■ TEXT PASSAGE ■
┏━━

2017 Kia Sportage First Drive

The Segment’s Wild Child Grows Up

Mar 13, 2016
Nearly every major mainstream auto brand has an entry in the lucrative and high-volume C-segment crossover category. Three brands dominate the market in the U.S.: Toyota, Honda, and Ford. Going down the list, there are plenty of other brands that are making a brisk business of the niche, including Subaru, Chevrolet, and even Jeep. One of the minor players up to now has been the Kia Sportage. The irony is that the Sportage is the Kia’s single longest-running nameplate in the U.S. market, dating all the way back to the brand’s U.S. introduction in 1995. The first-generation Sportage was a traditional body-on-frame SUV with a hodgepodge of mechanical bits from Mazda and elsewhere. From the second-generation model onward, the Sportage morphed into the generally accepted crossover convention of transverse powertrain and unibody chassis. However, in its more than two-decade existence, the Sportage has never topped Kia’s sales charts in the U.S., ceding that territory recently to the boxy Soul compact and Optima midsize sedan. Clearly there is ample upside potential for the Sportage.
All Grown Up
In order to appeal to a broader potential audience, the Sportage needed to tick the boxes that most mainstream compact crossover buyers were looking for, while still retaining its unique style within the cookie-cutter segment. The last-generation SL Sportage had plenty of style and, on paper, offered a lot of goodies for its price point. However, compared to the more mainstream entries in the segment, it lacked polish. Its noise, vibration, and harshness (NVH) levels were significantly less refined than the class leaders. Its available turbocharged 2.0L I-4 engine, while entertaining, almost overwhelmed the chassis, delivering its power in an urgent wallop starting around 2,000 rpm.
The all-new fourth-generation QL Sportage specifically addressed the matter of refinement, and the intensive development work in the area of NVH shows. Although engines are largely carryover in terms of displacement, tuning changes optimized output for a better balance of fuel economy and performance. Horsepower on the base 2.4L naturally aspirated I-4 is down 1 hp to 181 hp, while torque increases 2 lb-ft to 177 lb-ft. Power output on the top-spec Sportage SX goes from 260 to 240 hp and torque goes from 269 lb-ft to 260 lb-ft. While we’re never thrilled at seeing power outputs decreasing, in the Sportage’s case, it’s arguably for the better. The torque curve on the updated engine delivers the 260 lb-ft peak on a broad, flat plateau from 1,450 to 3,500 rpm. Its predecessor’s higher peak torque peaked later and tapered off sooner from 1,850 to 3,000 lb-ft. Indeed, the power delivery of the revised 2.0L GDI turbo feels like that of a much larger naturally aspirated engine, equivalent to a 3.0L to 3.5L V-6. Turbo lag is practically non-existent.

┗━━

Region outline entries
┏━━

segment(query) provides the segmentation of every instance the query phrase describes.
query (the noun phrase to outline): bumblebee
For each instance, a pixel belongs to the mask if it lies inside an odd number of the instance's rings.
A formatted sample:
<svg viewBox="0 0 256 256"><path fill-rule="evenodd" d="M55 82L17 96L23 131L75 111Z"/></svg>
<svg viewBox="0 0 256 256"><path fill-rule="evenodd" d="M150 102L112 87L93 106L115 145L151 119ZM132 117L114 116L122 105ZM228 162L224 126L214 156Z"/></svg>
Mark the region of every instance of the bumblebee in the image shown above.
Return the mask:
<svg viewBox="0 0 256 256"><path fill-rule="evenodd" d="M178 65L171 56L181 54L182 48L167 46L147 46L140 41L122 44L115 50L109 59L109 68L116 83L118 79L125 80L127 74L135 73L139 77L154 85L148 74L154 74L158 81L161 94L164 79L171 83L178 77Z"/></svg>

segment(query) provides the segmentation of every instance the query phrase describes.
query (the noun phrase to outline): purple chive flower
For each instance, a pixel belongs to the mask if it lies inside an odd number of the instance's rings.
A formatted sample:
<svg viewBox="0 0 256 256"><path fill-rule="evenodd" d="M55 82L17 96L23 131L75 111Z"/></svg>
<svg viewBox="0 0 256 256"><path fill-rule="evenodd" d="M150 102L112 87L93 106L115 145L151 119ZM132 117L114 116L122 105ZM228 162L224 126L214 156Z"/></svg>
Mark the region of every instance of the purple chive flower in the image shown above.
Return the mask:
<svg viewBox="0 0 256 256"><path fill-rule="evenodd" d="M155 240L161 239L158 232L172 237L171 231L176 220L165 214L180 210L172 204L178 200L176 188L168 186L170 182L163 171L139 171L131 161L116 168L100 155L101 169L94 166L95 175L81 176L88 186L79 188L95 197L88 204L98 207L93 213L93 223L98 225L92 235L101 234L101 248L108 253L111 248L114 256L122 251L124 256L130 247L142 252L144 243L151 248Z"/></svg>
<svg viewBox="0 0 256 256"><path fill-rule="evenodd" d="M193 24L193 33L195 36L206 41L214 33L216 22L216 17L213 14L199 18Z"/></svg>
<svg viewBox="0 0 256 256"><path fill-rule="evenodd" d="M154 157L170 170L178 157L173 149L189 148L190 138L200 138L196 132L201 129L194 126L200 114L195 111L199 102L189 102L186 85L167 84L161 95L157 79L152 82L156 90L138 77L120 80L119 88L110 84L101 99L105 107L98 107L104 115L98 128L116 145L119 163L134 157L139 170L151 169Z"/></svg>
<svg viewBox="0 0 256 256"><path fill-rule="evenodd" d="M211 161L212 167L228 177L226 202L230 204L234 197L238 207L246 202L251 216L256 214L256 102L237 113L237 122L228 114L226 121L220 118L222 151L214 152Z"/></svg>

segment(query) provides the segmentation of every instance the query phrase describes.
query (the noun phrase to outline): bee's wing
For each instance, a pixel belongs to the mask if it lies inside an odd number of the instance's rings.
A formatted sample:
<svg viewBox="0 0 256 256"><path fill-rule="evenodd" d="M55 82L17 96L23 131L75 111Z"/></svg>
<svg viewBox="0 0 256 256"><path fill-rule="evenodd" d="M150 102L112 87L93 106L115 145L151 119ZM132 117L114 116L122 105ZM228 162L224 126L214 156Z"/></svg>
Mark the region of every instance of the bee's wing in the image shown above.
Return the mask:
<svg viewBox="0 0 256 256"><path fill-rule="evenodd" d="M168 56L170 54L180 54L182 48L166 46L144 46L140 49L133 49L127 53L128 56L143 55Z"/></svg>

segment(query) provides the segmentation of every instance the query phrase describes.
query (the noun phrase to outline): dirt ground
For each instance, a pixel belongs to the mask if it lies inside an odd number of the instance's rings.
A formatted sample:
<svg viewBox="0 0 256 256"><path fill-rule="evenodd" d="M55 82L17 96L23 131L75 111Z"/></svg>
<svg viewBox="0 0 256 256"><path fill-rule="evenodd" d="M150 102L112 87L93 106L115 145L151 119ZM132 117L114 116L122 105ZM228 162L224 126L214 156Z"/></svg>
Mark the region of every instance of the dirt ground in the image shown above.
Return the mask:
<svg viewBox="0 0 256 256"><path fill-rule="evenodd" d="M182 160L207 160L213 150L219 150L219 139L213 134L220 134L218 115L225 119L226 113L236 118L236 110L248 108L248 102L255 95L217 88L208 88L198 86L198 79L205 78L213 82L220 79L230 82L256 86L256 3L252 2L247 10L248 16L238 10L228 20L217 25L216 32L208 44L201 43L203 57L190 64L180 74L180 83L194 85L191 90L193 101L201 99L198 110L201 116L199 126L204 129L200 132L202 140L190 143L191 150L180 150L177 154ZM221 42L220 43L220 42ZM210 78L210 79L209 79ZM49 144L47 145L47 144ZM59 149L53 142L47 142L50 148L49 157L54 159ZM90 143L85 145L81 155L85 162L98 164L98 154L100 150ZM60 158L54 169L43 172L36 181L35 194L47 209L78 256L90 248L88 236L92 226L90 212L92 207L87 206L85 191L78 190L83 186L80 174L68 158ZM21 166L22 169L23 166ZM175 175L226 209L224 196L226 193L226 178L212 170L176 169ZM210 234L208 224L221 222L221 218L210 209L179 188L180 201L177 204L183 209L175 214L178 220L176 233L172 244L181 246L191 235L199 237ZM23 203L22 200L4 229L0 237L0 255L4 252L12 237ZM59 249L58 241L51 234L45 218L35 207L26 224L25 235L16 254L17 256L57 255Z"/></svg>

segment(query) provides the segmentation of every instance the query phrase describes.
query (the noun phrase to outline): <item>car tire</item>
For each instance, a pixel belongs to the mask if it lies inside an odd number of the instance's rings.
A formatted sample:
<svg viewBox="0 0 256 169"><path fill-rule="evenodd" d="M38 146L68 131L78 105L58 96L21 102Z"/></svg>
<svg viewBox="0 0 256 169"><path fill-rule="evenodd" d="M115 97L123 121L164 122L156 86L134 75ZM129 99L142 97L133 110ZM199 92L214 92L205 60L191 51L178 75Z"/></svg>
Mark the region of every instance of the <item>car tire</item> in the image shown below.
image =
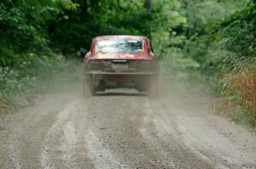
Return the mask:
<svg viewBox="0 0 256 169"><path fill-rule="evenodd" d="M84 98L90 98L96 95L96 88L92 84L90 76L85 75L83 79L83 96Z"/></svg>

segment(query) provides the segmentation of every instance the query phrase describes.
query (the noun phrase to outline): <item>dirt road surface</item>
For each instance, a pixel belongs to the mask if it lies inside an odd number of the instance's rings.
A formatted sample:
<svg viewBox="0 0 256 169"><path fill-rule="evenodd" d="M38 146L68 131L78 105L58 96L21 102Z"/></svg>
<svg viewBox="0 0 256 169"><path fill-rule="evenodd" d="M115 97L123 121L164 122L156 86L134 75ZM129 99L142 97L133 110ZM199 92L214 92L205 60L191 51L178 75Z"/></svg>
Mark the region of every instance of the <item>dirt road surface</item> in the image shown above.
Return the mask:
<svg viewBox="0 0 256 169"><path fill-rule="evenodd" d="M0 168L256 168L256 136L211 97L44 94L0 118Z"/></svg>

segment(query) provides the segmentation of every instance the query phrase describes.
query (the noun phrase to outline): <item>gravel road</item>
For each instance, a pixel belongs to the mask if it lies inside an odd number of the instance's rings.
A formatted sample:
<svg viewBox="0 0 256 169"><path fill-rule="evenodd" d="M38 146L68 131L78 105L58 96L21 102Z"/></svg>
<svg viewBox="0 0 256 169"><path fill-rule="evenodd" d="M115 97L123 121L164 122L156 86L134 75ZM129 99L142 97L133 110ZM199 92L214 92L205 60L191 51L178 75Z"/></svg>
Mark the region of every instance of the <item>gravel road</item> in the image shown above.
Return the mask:
<svg viewBox="0 0 256 169"><path fill-rule="evenodd" d="M186 92L44 94L0 118L0 168L256 168L256 135Z"/></svg>

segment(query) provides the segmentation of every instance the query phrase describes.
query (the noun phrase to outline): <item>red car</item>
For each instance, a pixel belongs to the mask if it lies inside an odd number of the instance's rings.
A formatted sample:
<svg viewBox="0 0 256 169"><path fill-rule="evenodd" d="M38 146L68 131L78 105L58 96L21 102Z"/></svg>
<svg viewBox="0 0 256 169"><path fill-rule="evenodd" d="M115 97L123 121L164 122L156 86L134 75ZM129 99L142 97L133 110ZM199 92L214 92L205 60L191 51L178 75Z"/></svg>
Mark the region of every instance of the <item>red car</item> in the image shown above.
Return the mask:
<svg viewBox="0 0 256 169"><path fill-rule="evenodd" d="M90 94L113 87L150 92L156 80L157 61L148 38L103 36L93 39L84 54L84 91Z"/></svg>

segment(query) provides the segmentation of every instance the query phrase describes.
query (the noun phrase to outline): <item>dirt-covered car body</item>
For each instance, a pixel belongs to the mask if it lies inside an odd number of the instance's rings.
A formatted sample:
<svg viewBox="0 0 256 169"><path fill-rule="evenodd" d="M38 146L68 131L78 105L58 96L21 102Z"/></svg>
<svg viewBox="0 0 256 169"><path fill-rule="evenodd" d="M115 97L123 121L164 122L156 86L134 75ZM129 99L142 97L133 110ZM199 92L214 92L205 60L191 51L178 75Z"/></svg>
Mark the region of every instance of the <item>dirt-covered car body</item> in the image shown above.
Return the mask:
<svg viewBox="0 0 256 169"><path fill-rule="evenodd" d="M84 68L93 93L115 87L147 91L156 74L157 61L147 37L103 36L93 39Z"/></svg>

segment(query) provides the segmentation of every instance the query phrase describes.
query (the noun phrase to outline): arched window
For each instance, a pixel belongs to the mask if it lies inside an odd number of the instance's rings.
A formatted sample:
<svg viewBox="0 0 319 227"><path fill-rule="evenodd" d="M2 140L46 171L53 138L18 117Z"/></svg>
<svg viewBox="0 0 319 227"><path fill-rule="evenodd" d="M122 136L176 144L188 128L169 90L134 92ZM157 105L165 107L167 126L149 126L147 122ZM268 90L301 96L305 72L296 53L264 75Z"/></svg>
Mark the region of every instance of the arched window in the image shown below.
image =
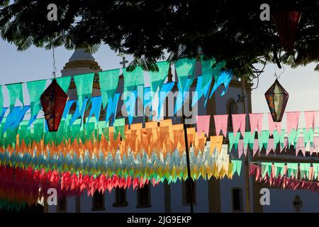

┗━━

■ REQUIRED WORK ■
#1 Please write out the Kia Sportage review again, starting with "All Grown Up" and going on through "around 2,000 rpm.", and substitute "refinement" for "polish".
#2 Go on with the Kia Sportage review from its last sentence.
This data has no connection to the Kia Sportage review.

■ TASK RESPONSES ■
#1
All Grown Up
In order to appeal to a broader potential audience, the Sportage needed to tick the boxes that most mainstream compact crossover buyers were looking for, while still retaining its unique style within the cookie-cutter segment. The last-generation SL Sportage had plenty of style and, on paper, offered a lot of goodies for its price point. However, compared to the more mainstream entries in the segment, it lacked refinement. Its noise, vibration, and harshness (NVH) levels were significantly less refined than the class leaders. Its available turbocharged 2.0L I-4 engine, while entertaining, almost overwhelmed the chassis, delivering its power in an urgent wallop starting around 2,000 rpm.

#2
Style and Substance
In balancing Kia’s desire for avant-garde style while delivering the quotidian requirements of a compact crossover, both wheelbase and overall length increase slightly. Legroom and headroom are within a few tenths of an inch of last years’ model; however, cargo capacity sees a noteworthy increase from 26.1 cubic feet to 30.7 cubic feet behind the second row and from 54.7 to 60.1 cubic feet with the second row folded. Towing capacity remains unchanged at 2,000 pounds. From a styling standpoint, the changes are far more dramatic. Front-end styling, with high-mounted headlamps and a lower-positioned grille, shows a strong resemblance to the Porsche Macan and Cayenne. Kia representatives admitted they intentionally incorporated aspirational styling cues into the QL’s styling to help it stand out from the crowd. Much of the development and styling of this generation was done at Kia’s European headquarters in Frankfurt. The European theme continues in the interior, with a flat-bottomed steering wheel and a clean, somewhat angular dashboard.
Also showing a notable improvement is the quality and comfort of the front seats. Higher-trim models feature heating and cooling on both the front seats, and Kia claims the new Sportage features a class-exclusive eight-way power adjustable front passenger seat. Curiously, a driver-side memory seat is not available, an option offered on top-trim models of the Ford Escape. Rear seat passengers have a choice of 12V or USB power for their devices.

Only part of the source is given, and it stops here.